** Opening Dataset extract block **
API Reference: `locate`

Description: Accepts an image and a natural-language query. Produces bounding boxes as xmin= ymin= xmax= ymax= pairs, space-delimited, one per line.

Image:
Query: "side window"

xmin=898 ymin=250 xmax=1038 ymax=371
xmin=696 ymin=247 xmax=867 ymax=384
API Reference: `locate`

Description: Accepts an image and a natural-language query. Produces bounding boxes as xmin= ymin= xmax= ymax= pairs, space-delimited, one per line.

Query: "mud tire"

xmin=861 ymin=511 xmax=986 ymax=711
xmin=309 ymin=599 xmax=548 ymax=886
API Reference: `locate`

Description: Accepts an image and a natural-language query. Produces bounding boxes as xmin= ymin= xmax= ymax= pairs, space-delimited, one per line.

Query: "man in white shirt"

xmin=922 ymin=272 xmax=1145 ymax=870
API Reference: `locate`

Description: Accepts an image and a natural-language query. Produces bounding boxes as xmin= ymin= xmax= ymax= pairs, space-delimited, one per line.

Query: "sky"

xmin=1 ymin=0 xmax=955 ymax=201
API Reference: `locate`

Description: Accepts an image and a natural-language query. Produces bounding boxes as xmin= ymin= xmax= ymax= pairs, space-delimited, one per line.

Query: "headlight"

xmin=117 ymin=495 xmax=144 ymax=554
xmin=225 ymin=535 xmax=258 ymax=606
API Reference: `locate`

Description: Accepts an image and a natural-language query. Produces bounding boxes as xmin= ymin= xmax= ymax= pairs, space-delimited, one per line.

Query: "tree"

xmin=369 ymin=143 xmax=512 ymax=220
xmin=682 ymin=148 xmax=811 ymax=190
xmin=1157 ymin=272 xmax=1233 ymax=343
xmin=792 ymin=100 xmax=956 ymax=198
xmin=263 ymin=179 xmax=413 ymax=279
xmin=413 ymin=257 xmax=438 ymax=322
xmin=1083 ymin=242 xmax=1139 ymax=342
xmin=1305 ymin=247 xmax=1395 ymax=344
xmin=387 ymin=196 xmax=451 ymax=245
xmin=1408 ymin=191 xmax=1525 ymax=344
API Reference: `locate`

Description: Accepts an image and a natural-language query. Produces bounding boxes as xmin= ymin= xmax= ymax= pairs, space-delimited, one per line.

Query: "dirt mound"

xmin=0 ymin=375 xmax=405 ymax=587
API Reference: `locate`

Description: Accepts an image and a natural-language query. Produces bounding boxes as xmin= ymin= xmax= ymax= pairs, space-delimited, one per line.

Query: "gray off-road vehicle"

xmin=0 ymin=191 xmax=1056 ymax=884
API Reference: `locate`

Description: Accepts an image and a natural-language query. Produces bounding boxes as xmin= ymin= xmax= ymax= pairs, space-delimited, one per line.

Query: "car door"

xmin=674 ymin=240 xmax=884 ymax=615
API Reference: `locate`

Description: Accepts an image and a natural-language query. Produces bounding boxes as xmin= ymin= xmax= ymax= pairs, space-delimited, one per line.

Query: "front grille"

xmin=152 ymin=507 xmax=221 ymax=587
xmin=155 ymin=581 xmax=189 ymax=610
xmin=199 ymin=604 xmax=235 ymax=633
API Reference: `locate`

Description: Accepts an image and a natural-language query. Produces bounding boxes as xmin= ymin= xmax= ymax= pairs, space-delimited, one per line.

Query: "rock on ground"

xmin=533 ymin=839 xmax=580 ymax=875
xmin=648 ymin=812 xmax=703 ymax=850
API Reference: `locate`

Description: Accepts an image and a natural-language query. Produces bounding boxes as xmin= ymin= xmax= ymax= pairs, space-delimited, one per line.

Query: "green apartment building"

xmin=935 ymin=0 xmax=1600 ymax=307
** Closing Dataset extract block **
- Goal of the exercise:
Repeat, word for word, all of the data shown above.

- Solution:
API Reference: `locate`

Description: Accepts an image and a natural-language query. Produces bounding boxes as xmin= ymin= xmax= ymax= pairs, space-delimited, one per line.

Image:
Query: "side window"

xmin=898 ymin=250 xmax=1038 ymax=371
xmin=696 ymin=247 xmax=867 ymax=384
API Reference: `locate`

Description: Accepts an image and a natural-language query. Produces bounding boxes as xmin= ymin= xmax= ymax= pairs, space-delimited, one per line.

Query: "mud tire"

xmin=861 ymin=511 xmax=986 ymax=711
xmin=309 ymin=599 xmax=548 ymax=886
API Reference: `locate`

Description: Accepts an image and a natural-language query. Produces bounding boxes as xmin= ymin= xmax= ymax= pairs, space-delimited, one per line.

Query: "man in white shirt"

xmin=922 ymin=272 xmax=1145 ymax=870
API Reference: `locate`

Description: Accepts an image and a natural-language query. Produces bounding boxes as xmin= ymin= xmax= ymax= pairs, space-delimited, one per line.

Query: "sky"

xmin=1 ymin=0 xmax=955 ymax=201
API Reference: `locate`

Description: Accepts an image and a natural-language query. Produces bounding boxes as xmin= ymin= xmax= ymax= pairs, space-delimited, one per line.

Query: "headlight"

xmin=117 ymin=495 xmax=144 ymax=554
xmin=225 ymin=535 xmax=258 ymax=606
API Reference: `locate`

Description: Accepts an image and a natural-language query. Produces bounding boxes as xmin= ymin= xmax= ymax= pairs, space-delimited, one per line.

Query: "tree"

xmin=369 ymin=143 xmax=512 ymax=220
xmin=682 ymin=148 xmax=811 ymax=190
xmin=1157 ymin=272 xmax=1233 ymax=343
xmin=792 ymin=100 xmax=956 ymax=198
xmin=263 ymin=179 xmax=413 ymax=279
xmin=413 ymin=257 xmax=438 ymax=322
xmin=1083 ymin=242 xmax=1139 ymax=342
xmin=1305 ymin=247 xmax=1395 ymax=344
xmin=387 ymin=196 xmax=451 ymax=245
xmin=1408 ymin=191 xmax=1525 ymax=344
API Reference: `locate`

Description: Accepts an image and a natural-language query. Produces bounding boxes as xmin= ymin= xmax= ymax= pairs, space-delimited, one per line.

Query: "dirt mound"

xmin=0 ymin=375 xmax=405 ymax=587
API Reference: `locate`

Description: Accepts an image and a natural-language query. Produces bounding boxes as xmin= ymin= xmax= ymax= pairs, space-delimited, one per line.

Query: "gray off-road vehicle"

xmin=0 ymin=191 xmax=1056 ymax=884
API Reference: `locate`

Description: Accepts an image and a natural-language query. Produces bounding boxes as xmin= ymin= xmax= ymax= pairs, space-delimited, one per line.

Query: "car door"

xmin=674 ymin=240 xmax=884 ymax=615
API Reference: `locate`

Description: Accepts an image and a natural-language query. Produces bounding boxes as xmin= ymin= xmax= ymax= pairs, space-delimited, one per line.

Query: "front grille"

xmin=152 ymin=507 xmax=221 ymax=587
xmin=155 ymin=581 xmax=189 ymax=610
xmin=199 ymin=604 xmax=235 ymax=633
API Reference: `locate`

Description: Accepts an image and a natural-language query. Produces bounding boxes as xmin= ymin= xmax= ymax= pairs, space-delimited, one per line.

Query: "rock on ground"

xmin=533 ymin=839 xmax=580 ymax=875
xmin=648 ymin=812 xmax=703 ymax=850
API Reference: `locate`

Description: Accepts an image and a natural-language query. Produces bounding boxes as xmin= ymin= xmax= ymax= pairs, space-delimited, one per line.

Query: "green apartment building"

xmin=935 ymin=0 xmax=1600 ymax=307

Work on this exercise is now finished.